[Kutipan Halaman]:
....
Muktamar Ulama Nasional (MUN) di Istora Gelora Bung Karno yang dihadiri lebih dari 7.000 ulama pada hari selasa (21/7) adalah momen penting. Sebab, para ulama sepakat untuk mendukung perjuangan menegakkan syariah dan Khilafah sebagai upaya untuk menyelesaikan segala macam problem yang membelit bangsa ini. Dukungan para ulama yang dituangkan dalam Mitsâq al-Ulamâ’ (Piagam Ulama) adalah untuk mempertegas komitmen penyatuan visi dan langkah dalam usaha menerapkan kembali syariah Islam.
Muktamar yang diselenggarakan oleh Hizbut Tahrir Indonesia ini, selain dihadiri oleh para ulama dari seluruh Indonesia, juga dihadiri para ulama dari berbagai negara antara lain India, Bangladesh, Pakistan, Asia Tengah, Turki, Mesir, Yaman, Libanon, Palestina, Syam, Sudan dan Inggris. Para ulama menyadari bahwa umat Islam, khususnya di Indonesia, menghadapi berbagai persoalan. Pangkal persoalan itu adalah tidak ada kehidupan Islam di mana di dalamnya diterapkan syariah Islam di bawah kepemimpinan seorang khalifah. Karenanya penegakan syariah dan Khilafah adalah mutlak, sebab itulah jalan satu-satunya menuju terwujudnya ‘izzul Islâm wal-muslimîn. Maka dari itu, para ulama siap menjadi garda terdepan dalam perjuangan menegakkan syariah dan Khilafah serta membela para pejuangnya.
....
[Data yang Diberikan]:
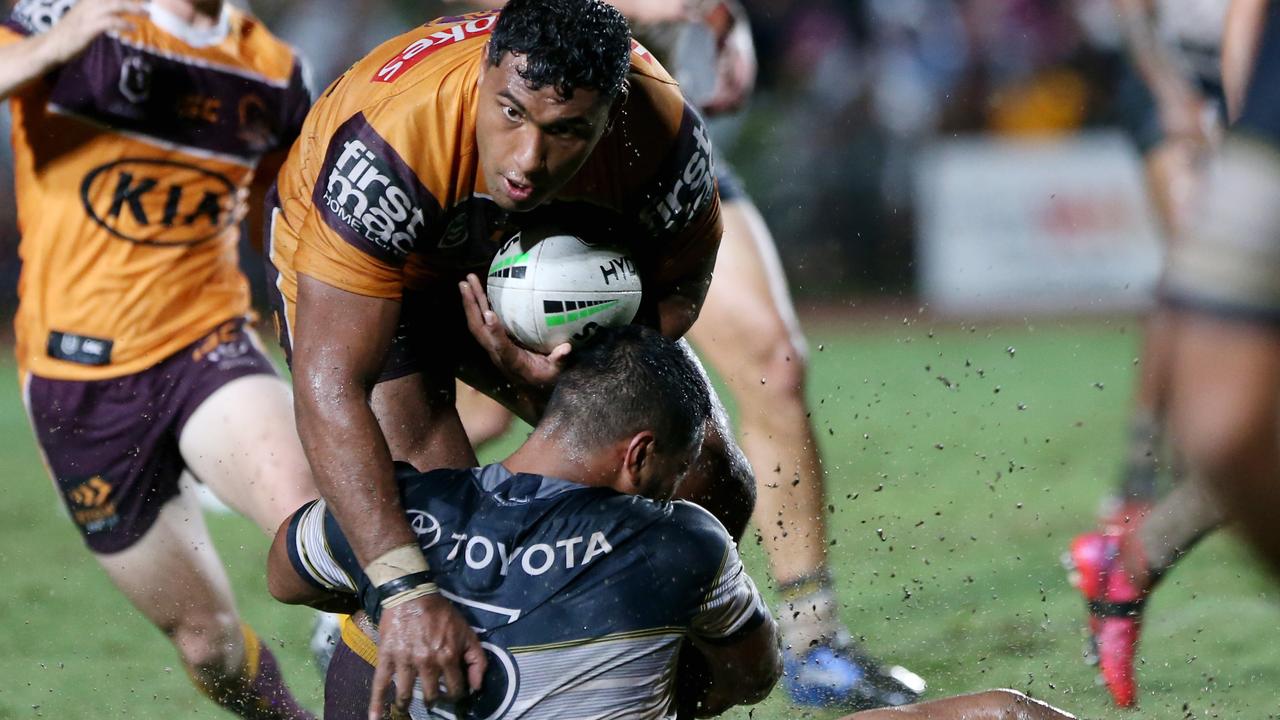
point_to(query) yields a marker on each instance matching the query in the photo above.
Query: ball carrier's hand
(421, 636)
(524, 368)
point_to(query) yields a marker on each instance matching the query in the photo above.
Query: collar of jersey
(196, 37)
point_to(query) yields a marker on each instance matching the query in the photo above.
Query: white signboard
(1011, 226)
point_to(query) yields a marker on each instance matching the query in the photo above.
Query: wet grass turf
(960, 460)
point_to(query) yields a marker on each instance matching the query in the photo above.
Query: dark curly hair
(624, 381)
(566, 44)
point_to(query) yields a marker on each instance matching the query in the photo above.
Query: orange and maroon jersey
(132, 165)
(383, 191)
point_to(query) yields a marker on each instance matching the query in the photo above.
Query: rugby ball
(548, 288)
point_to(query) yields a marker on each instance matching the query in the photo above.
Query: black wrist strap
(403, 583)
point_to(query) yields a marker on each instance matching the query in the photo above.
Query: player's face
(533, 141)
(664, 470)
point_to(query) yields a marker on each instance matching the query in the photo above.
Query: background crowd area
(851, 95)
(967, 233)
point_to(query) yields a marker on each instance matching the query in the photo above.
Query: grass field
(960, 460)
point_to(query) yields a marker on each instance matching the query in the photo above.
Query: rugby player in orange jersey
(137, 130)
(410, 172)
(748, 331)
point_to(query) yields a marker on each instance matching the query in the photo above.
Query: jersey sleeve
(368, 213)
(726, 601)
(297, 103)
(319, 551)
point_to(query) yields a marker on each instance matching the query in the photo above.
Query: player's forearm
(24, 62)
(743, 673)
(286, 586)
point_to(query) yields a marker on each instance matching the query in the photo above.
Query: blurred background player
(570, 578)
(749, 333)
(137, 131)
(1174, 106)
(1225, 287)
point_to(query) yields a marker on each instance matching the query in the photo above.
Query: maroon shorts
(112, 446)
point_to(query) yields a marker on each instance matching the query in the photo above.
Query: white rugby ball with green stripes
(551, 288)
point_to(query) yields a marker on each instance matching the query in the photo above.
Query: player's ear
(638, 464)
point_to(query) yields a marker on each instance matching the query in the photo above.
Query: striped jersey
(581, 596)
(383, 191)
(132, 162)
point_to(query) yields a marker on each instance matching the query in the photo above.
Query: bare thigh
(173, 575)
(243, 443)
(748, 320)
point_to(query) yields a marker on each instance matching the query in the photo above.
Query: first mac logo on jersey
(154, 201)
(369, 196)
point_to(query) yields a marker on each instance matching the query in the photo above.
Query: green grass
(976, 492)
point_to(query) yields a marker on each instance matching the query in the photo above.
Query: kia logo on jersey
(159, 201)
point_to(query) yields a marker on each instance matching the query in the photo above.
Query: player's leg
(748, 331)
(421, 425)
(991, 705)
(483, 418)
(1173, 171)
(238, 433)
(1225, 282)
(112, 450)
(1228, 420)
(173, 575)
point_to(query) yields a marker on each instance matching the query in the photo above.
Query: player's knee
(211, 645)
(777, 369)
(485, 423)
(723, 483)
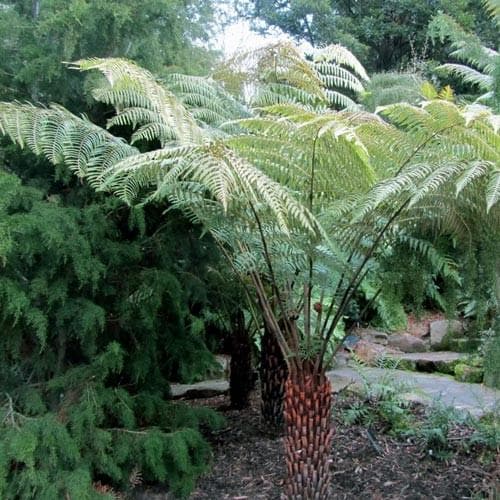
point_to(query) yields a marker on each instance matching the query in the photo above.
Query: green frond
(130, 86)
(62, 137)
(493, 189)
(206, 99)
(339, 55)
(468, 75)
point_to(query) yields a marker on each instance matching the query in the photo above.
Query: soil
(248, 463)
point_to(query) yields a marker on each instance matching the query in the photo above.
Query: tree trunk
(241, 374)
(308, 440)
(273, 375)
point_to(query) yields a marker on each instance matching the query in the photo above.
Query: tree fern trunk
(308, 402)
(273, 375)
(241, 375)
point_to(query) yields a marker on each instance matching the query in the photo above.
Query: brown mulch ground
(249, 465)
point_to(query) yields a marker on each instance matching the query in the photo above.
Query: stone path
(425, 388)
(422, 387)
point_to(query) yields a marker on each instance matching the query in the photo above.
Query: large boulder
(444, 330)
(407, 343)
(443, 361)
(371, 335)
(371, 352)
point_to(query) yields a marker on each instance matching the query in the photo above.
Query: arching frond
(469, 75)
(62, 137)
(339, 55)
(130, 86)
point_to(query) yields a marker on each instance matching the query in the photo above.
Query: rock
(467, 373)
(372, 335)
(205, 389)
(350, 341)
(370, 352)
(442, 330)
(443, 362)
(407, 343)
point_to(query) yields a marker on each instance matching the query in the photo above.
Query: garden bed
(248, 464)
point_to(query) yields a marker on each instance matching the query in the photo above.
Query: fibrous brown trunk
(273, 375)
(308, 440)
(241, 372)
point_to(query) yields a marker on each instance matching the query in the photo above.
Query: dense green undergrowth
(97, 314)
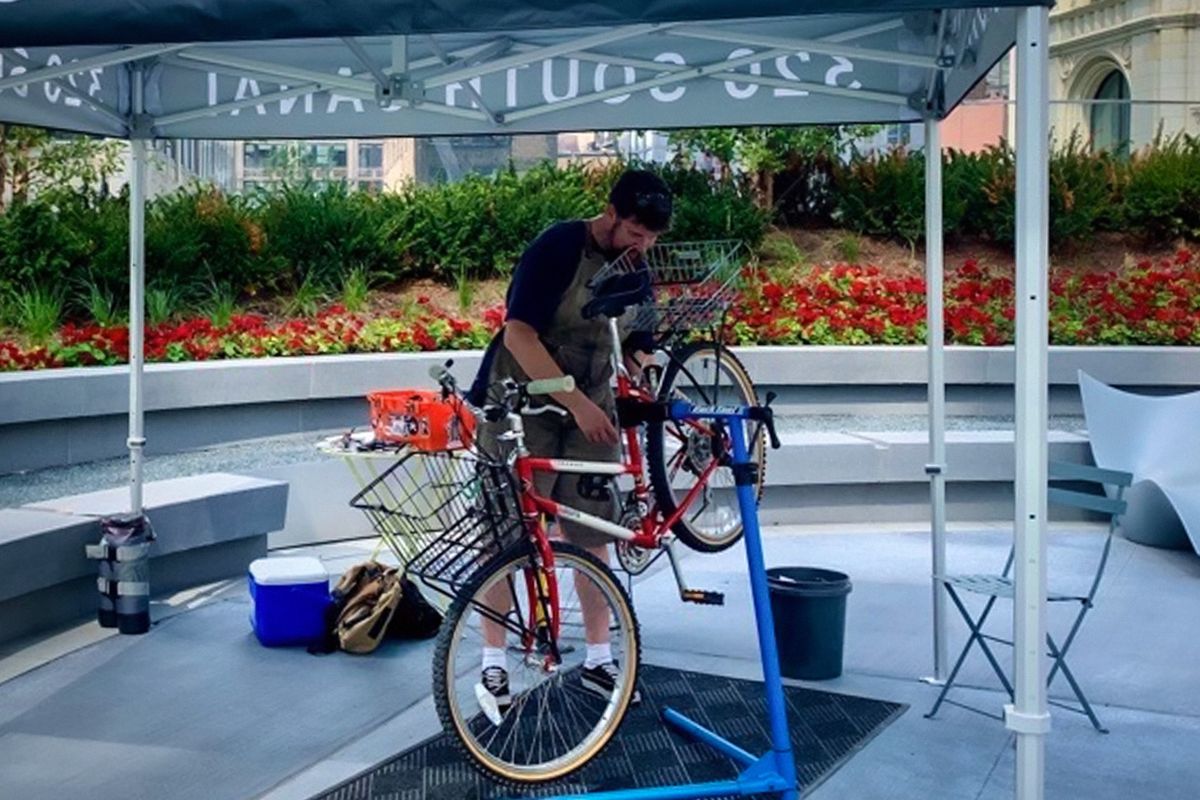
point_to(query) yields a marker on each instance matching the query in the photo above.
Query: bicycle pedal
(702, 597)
....
[Tugas yang Dikerjakan]:
1. Berdasarkan teks tentang Muktamar Ulama Nasional, berapa banyak ulama yang hadir di Istora Gelora Bung Karno?
2. Salin dengan tepat seluruh bagian teks tentang Muktamar Ulama Nasional mulai dari "Muktamar yang diselenggarakan" hingga "membela para pejuangnya.".
3. Teruskan teks tentang Muktamar Ulama Nasional dari titik tempat teks itu berhenti.

[Jawaban per Tugas]:
1. Lebih dari 7.000 ulama.

2.
Muktamar yang diselenggarakan oleh Hizbut Tahrir Indonesia ini, selain dihadiri oleh para ulama dari seluruh Indonesia, juga dihadiri para ulama dari berbagai negara antara lain India, Bangladesh, Pakistan, Asia Tengah, Turki, Mesir, Yaman, Libanon, Palestina, Syam, Sudan dan Inggris. Para ulama menyadari bahwa umat Islam, khususnya di Indonesia, menghadapi berbagai persoalan. Pangkal persoalan itu adalah tidak ada kehidupan Islam di mana di dalamnya diterapkan syariah Islam di bawah kepemimpinan seorang khalifah. Karenanya penegakan syariah dan Khilafah adalah mutlak, sebab itulah jalan satu-satunya menuju terwujudnya ‘izzul Islâm wal-muslimîn. Maka dari itu, para ulama siap menjadi garda terdepan dalam perjuangan menegakkan syariah dan Khilafah serta membela para pejuangnya.

3.
Acara yang berlangsung penuh dengan gelora semangat dan meneguhkan tekad untuk kembali menegakkan syariah dan Khilafah ini tidaklah dengan mudah terselenggara. Berbagai kendala bukan saja menghadang sejak dari persiapan, namun juga hingga detik-detik terakhir penyelenggaraan. Hanya atas pertolongan Allah semata serta keikhlasan dalam beramallah yang menyebabkan acara Musyawarah Ulama Nasional bisa terselenggara dengan baik.
Berikut ini berbagai kisah teladan bagi kita semua, semoga bisa diambil hikmahnya. Sebut saja Abdullah. Salah seorang syabab dari Kalimantan yang sangat antusias berkontribusi dalam penyelenggaraan Muktamar Ulama Nasional ini. Dengan ikhlas beliau mendanai beberapa ulama yang ingin berangkat bahkan ulama yang berasal dari daerahnya sendiri, yaitu Bima, Nusa Tenggara Barat. Seluruh biaya tiket pesawat pulang pergi dan akomodasi selama perjalanan ia tanggung; tentu bukan biaya yang kecil. Namun, biaya yang besar itu tidaklah menyurutkan beliau untuk menginfakkan hartanya di jalan dakwah ini.
Walaupun ternyata banyak di antara para ulama yang tiba-tiba mengundurkan diri, hal itu tidaklah membuat patah semangat. Dicarilah ulama-ulama lainnya walau dari luar daerah sekalipun agar komitmen beliau untuk membiayai ulama yang ingin berangkat namun terhalang masalah biaya tetap terwujud. Tekadnya bulat, berkomitmen untuk memberangkatkan ulama ke acara MUN sebanyak-banyaknya. Beliau pun sempat berujar, “Masa tidak ada ulama yang mau berangkat untuk hal-hal yang penuh kebajikan ini.”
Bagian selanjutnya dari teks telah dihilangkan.